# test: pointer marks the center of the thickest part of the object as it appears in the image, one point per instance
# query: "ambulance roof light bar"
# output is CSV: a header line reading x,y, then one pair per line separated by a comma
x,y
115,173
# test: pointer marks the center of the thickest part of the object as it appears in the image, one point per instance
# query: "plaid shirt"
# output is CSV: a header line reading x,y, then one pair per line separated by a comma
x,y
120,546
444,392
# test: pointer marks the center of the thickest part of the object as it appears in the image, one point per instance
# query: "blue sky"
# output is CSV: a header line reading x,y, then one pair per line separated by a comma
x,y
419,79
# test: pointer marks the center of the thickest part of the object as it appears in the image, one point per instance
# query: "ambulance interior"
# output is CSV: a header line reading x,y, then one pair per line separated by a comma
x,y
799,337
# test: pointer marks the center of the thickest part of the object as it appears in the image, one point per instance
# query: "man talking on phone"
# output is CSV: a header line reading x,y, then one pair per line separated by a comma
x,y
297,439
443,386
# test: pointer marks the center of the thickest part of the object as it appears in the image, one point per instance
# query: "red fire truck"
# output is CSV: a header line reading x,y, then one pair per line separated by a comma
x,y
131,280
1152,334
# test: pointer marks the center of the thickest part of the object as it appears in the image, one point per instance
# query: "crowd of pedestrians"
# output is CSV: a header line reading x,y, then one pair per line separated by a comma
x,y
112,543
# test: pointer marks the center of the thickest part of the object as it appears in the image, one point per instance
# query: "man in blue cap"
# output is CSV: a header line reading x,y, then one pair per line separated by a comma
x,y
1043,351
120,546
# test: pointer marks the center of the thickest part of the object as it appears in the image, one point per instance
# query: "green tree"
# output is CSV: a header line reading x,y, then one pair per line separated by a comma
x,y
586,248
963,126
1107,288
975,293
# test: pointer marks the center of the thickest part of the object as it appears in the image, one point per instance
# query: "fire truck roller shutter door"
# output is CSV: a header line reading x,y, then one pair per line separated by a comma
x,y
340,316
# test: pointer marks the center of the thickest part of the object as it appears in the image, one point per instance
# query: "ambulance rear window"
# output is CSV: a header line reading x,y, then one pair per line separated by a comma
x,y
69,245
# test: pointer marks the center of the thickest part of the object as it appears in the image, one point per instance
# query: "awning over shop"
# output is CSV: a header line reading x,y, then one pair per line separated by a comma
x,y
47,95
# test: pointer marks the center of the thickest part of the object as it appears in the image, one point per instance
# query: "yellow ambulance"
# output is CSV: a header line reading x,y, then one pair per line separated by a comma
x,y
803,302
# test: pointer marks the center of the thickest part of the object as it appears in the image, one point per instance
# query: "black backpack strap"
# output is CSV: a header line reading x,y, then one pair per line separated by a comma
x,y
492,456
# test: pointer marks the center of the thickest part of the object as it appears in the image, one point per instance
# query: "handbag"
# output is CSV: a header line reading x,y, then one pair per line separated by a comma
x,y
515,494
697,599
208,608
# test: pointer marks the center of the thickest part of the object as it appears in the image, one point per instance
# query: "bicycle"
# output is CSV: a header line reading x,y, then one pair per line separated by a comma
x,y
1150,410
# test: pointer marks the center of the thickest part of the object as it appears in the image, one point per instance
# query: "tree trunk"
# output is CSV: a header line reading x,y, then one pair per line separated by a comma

· · · · ·

* _GIVEN EXERCISE_
Tally the lines of the listing above that contain the string "ambulance". State only the number.

* _ANSWER TO THIS EXERCISE_
4